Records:
*****

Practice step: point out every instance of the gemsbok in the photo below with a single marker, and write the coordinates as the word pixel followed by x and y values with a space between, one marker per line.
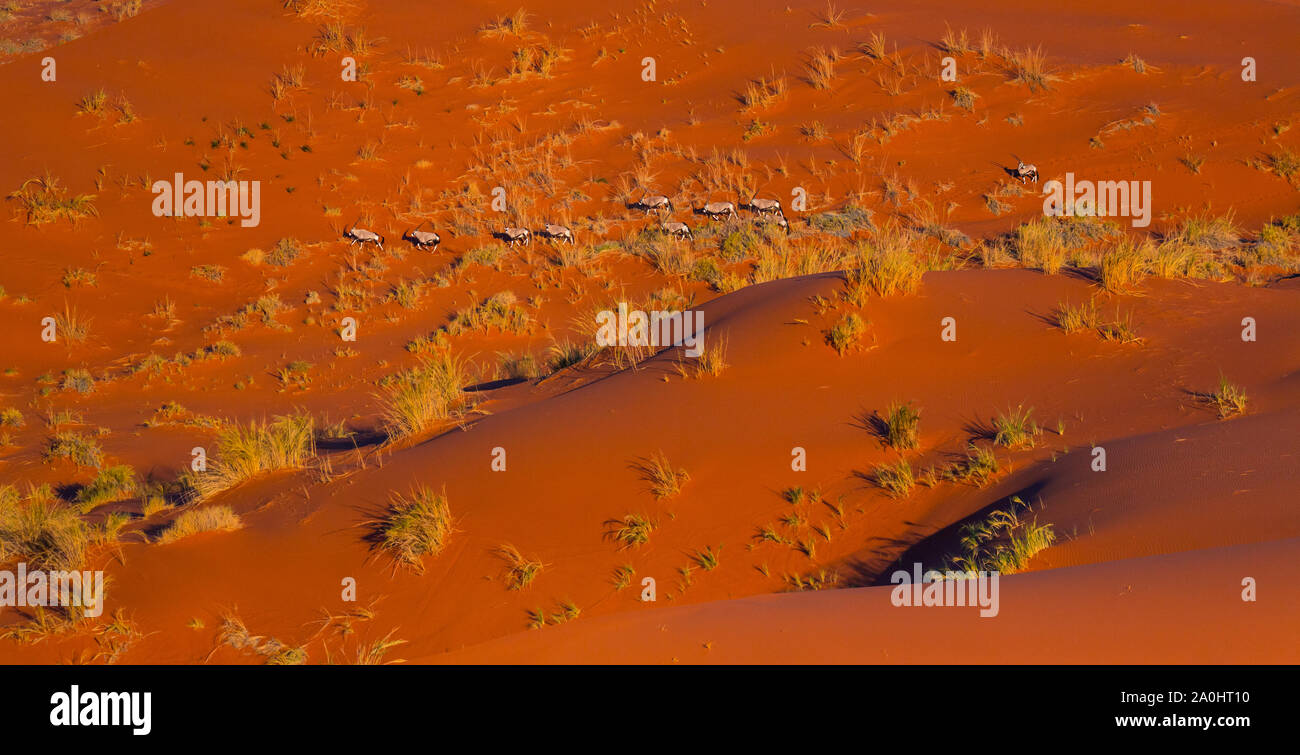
pixel 718 209
pixel 677 230
pixel 1027 172
pixel 514 235
pixel 557 233
pixel 423 239
pixel 363 237
pixel 766 207
pixel 653 203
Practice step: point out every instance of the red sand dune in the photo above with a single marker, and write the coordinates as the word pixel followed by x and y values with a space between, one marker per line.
pixel 1199 500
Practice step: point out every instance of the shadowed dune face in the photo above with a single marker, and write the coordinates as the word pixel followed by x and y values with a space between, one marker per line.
pixel 463 464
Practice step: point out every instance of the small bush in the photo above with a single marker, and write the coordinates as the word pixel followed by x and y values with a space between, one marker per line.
pixel 416 526
pixel 200 520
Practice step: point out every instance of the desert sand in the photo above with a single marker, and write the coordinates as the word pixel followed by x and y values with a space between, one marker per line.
pixel 905 216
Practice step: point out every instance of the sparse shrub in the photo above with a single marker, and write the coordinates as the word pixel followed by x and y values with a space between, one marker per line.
pixel 1123 267
pixel 44 200
pixel 421 398
pixel 520 571
pixel 1015 428
pixel 416 525
pixel 79 448
pixel 631 530
pixel 200 520
pixel 664 480
pixel 901 422
pixel 112 484
pixel 78 380
pixel 1229 399
pixel 1001 542
pixel 897 478
pixel 43 532
pixel 845 333
pixel 246 451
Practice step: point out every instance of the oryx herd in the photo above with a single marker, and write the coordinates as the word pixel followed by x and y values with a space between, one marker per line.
pixel 767 211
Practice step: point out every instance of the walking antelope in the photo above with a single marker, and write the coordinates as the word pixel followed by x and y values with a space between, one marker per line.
pixel 766 207
pixel 716 209
pixel 356 235
pixel 557 233
pixel 778 220
pixel 1030 172
pixel 677 230
pixel 653 203
pixel 423 239
pixel 514 235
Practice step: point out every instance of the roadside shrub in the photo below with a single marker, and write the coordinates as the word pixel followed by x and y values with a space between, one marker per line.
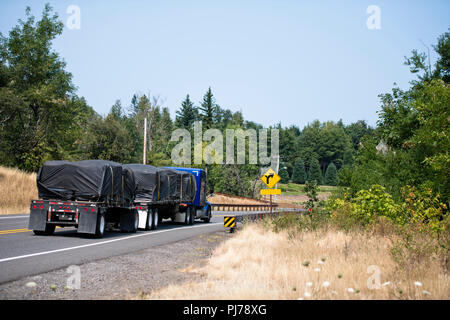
pixel 376 202
pixel 424 208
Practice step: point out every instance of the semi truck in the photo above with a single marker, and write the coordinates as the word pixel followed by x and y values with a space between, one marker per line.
pixel 93 195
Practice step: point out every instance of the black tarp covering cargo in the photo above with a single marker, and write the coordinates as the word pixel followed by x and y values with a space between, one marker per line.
pixel 141 181
pixel 176 185
pixel 87 180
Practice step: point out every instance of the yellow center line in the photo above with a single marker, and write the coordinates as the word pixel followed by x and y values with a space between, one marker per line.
pixel 14 231
pixel 11 231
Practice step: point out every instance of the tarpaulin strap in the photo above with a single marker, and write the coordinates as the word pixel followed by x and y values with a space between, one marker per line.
pixel 112 183
pixel 181 187
pixel 159 183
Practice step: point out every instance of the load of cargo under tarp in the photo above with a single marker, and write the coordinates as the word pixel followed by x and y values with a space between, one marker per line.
pixel 153 184
pixel 176 185
pixel 87 180
pixel 141 181
pixel 113 183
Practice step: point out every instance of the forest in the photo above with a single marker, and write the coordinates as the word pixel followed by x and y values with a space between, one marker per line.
pixel 42 118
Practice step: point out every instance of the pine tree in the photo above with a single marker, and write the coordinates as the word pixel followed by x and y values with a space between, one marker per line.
pixel 209 109
pixel 314 172
pixel 187 114
pixel 331 178
pixel 284 175
pixel 299 173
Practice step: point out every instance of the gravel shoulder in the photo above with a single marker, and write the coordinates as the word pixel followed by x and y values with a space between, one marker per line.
pixel 128 276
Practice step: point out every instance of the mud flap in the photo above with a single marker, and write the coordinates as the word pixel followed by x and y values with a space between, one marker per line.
pixel 87 221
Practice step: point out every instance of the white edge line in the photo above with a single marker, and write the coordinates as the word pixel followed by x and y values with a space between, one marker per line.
pixel 104 242
pixel 15 217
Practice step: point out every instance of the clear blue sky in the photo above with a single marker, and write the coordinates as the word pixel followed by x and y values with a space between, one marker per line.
pixel 277 61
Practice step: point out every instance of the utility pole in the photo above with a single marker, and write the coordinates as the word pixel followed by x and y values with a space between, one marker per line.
pixel 144 160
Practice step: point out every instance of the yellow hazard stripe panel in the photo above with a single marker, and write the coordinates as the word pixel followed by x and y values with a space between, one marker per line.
pixel 270 191
pixel 229 222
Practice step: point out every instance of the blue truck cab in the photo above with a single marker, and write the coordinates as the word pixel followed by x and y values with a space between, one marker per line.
pixel 201 209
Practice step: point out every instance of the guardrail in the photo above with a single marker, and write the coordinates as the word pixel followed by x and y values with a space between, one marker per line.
pixel 242 207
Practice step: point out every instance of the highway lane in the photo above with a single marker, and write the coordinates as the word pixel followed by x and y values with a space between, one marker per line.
pixel 24 254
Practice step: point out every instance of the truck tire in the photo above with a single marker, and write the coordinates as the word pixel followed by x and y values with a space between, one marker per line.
pixel 129 221
pixel 155 219
pixel 187 218
pixel 150 220
pixel 100 227
pixel 208 218
pixel 192 213
pixel 49 230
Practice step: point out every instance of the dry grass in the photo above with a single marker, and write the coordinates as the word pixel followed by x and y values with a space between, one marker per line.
pixel 260 264
pixel 17 188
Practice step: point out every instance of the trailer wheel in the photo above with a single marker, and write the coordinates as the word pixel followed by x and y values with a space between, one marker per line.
pixel 192 214
pixel 100 227
pixel 129 221
pixel 155 219
pixel 187 216
pixel 49 230
pixel 136 221
pixel 150 220
pixel 208 219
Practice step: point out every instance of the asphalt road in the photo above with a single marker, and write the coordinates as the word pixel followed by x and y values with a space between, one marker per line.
pixel 24 254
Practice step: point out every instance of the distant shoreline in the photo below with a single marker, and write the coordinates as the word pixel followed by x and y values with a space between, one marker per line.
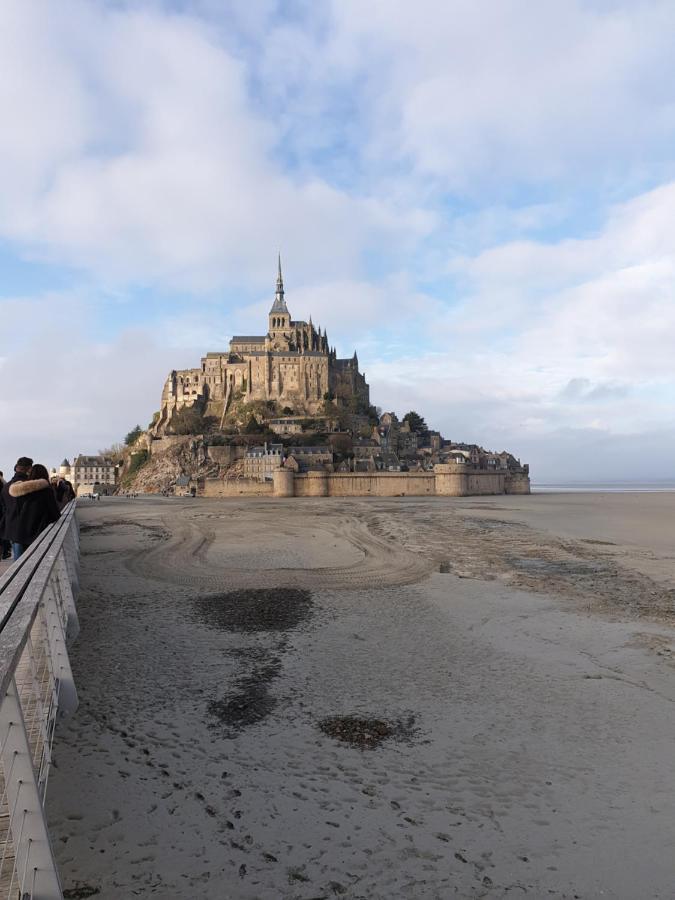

*****

** Problem to solve **
Convert the lines above into a numbered list, skipping blank lines and leaving out the pictures.

** Correct response **
1. Practice step: point out every instance of the gemsbok in the photo below with a single marker, and write the coordinates as the word pixel followed by x and y values with a space between, one marker per line.
2. pixel 718 209
3. pixel 677 230
4. pixel 1027 172
5. pixel 514 235
6. pixel 557 233
7. pixel 423 239
8. pixel 363 237
9. pixel 766 207
10. pixel 653 203
11. Practice step: point out every instance of the red sand dune in the photo above with a single marker, and write the coordinates as the word pixel followed by x and y values with a space between, one marker per line.
12. pixel 1199 500
13. Practice step: point out every instance of the shadowed dune face in the photo above with a single marker, and write the coordinates as the word pixel followed by x and y values with a space between, one marker per line.
14. pixel 463 464
15. Practice step: point out every instance of the small bush in the photo above with a single marker, and write the coordinates as the word pixel followed by x and y values with a space between, one marker per line.
16. pixel 416 526
17. pixel 200 520
18. Practice step: point out every instance of the desert sand in the photo above with a single marker, and write the coordinates as the word pixel followed by x and y values with a space between, one marker per line.
19. pixel 905 216
20. Practice step: point out every instance of the sparse shrub in the photo above with a single marker, and write the coordinates as the word pixel followed by x and y values with a space between, one marker per line.
21. pixel 1123 267
22. pixel 44 200
23. pixel 421 398
24. pixel 520 571
25. pixel 1015 428
26. pixel 416 525
27. pixel 79 448
28. pixel 631 530
29. pixel 200 520
30. pixel 664 480
31. pixel 901 422
32. pixel 112 484
33. pixel 78 380
34. pixel 1229 399
35. pixel 1001 542
36. pixel 897 478
37. pixel 43 532
38. pixel 845 333
39. pixel 246 451
40. Practice step: point out every instance of the oryx herd in the photo above with a single marker, and write the coordinates as the word pixel followed by x and y values with a space between, one marker per line.
41. pixel 767 211
42. Practice step: point out every instance of the walking antelope in the photo above with a single marker, and write the coordinates as the word pixel followed by x and y values with a space between, one marker per line.
43. pixel 766 207
44. pixel 716 209
45. pixel 356 235
46. pixel 557 233
47. pixel 778 220
48. pixel 1030 172
49. pixel 677 230
50. pixel 653 203
51. pixel 423 239
52. pixel 514 235
53. Practice step: point out every instance of the roadside shrub in the photo below with a single marker, and write the coordinates as the word pixel followed by x and y values with a space between, one marker per line.
54. pixel 376 202
55. pixel 424 208
56. Practice step: point out every instance of the semi truck in the photo above with a single marker, and write the coordinates as the word pixel followed by x and y values with a space between, one marker per line.
57. pixel 93 195
58. Practice step: point out every instance of the black tarp covering cargo in the photo above with a single marker, and write the coordinates as the word pixel followed by x and y values with a space between, one marker per line.
59. pixel 141 181
60. pixel 176 185
61. pixel 87 180
62. Practice step: point out every instance of the yellow center line in the photo above with a single marker, and write the coordinates as the word pixel followed by x and y values with a space between, one marker per line.
63. pixel 14 231
64. pixel 11 231
65. Practice step: point out every instance of the tarpaulin strap in the photo above with a single marker, and write the coordinates as the word pixel followed by x and y values with a space between, one marker per line.
66. pixel 112 183
67. pixel 181 187
68. pixel 159 183
69. Practice step: point out every instance of the load of cargo under tarp in the photo above with a single marker, and write the coordinates as the word pixel followed by x and y values with a space between, one marker per line.
70. pixel 153 184
71. pixel 176 185
72. pixel 87 180
73. pixel 141 181
74. pixel 113 183
75. Practice step: point out every instance of the forest in the photo above with a single marker, and write the coordinates as the word pixel followed by x and y values with a space between, one marker per line.
76. pixel 42 118
77. Practice step: point out every instance of the pine tree in the photo above with a single marker, and write the coordinates as the word pixel followed by x and y values with a space between, one marker per line.
78. pixel 209 109
79. pixel 314 172
80. pixel 187 114
81. pixel 331 178
82. pixel 284 175
83. pixel 299 173
84. Practice step: point out every instance of the gravel shoulder in the photo above with a single marker, and write the coordinates as the word pixel followed by x and y values with a space between, one marker per line.
85. pixel 128 276
86. Practice step: point out every instance of the mud flap in the photo above with a single marker, and write the coordinates as the word pixel followed by x and y values with a space between, one marker per line.
87. pixel 87 221
88. Practice step: point out every instance of the white edge line in the photo above with a single marker, and write the coordinates as the word pixel followed by x and y values with a space between, one marker per line.
89. pixel 104 242
90. pixel 15 217
91. Practice step: point out every instance of the clear blue sky in the photo above with a single marker, and write the coordinates as the word pixel followed by x and y values with a space between, one marker per line.
92. pixel 277 61
93. Practice step: point out every instance of the utility pole in the photo above with a single marker, and write the coordinates as the word pixel followed by x and y values with a space between, one marker per line.
94. pixel 144 160
95. Practice step: point out every instance of the yellow hazard stripe panel in the photo above with a single marker, and write the coordinates as the word pixel followed by x and y values with a space between, one marker per line.
96. pixel 270 191
97. pixel 229 222
98. Practice step: point out every instance of the blue truck cab in the photo above with a single marker, and write the coordinates as the word pixel followed by x and y values with a space between, one marker per line.
99. pixel 201 209
100. Practice step: point out every instance of the guardrail in the photo above with a single marker, and write the coordinates as the word pixel followed by x and y values with a space between, one marker per line.
101. pixel 242 207
102. Practice step: point out every instance of the highway lane in the photo above with a single marker, and write the coordinates as the word pixel followed by x and y values with a space between, one marker per line.
103. pixel 24 254
104. Practice step: point out every instance of the truck tire in the photo above with a single marker, and write the coordinates as the word pixel followed by x and y values with a space between, one marker per line.
105. pixel 129 221
106. pixel 155 219
107. pixel 187 218
108. pixel 150 220
109. pixel 100 227
110. pixel 208 218
111. pixel 192 213
112. pixel 49 230
113. Practice step: point out every instance of the dry grass in the photo above with a single marker, and write the coordinates as the word pixel followed by x and y values with a space between, one marker per line.
114. pixel 260 264
115. pixel 17 188
116. Practice step: point out every instance of the trailer wheel in the photo above with a single marker, and write the coordinates as the word pixel followed by x and y values with a space between, one marker per line.
117. pixel 192 214
118. pixel 100 227
119. pixel 129 221
120. pixel 155 219
121. pixel 187 216
122. pixel 49 230
123. pixel 136 221
124. pixel 150 220
125. pixel 208 219
126. Practice step: point out every instance of the asphalt road in the photo above with a single marker, and write the coordinates as the word pixel followed by x and y values with a space between, one marker per line.
127. pixel 24 254
128. Practice step: point out every instance of the distant shoreline in the photo below with a single marker, and write the coordinates as the word pixel followed by x and y values with a space between, one marker per line.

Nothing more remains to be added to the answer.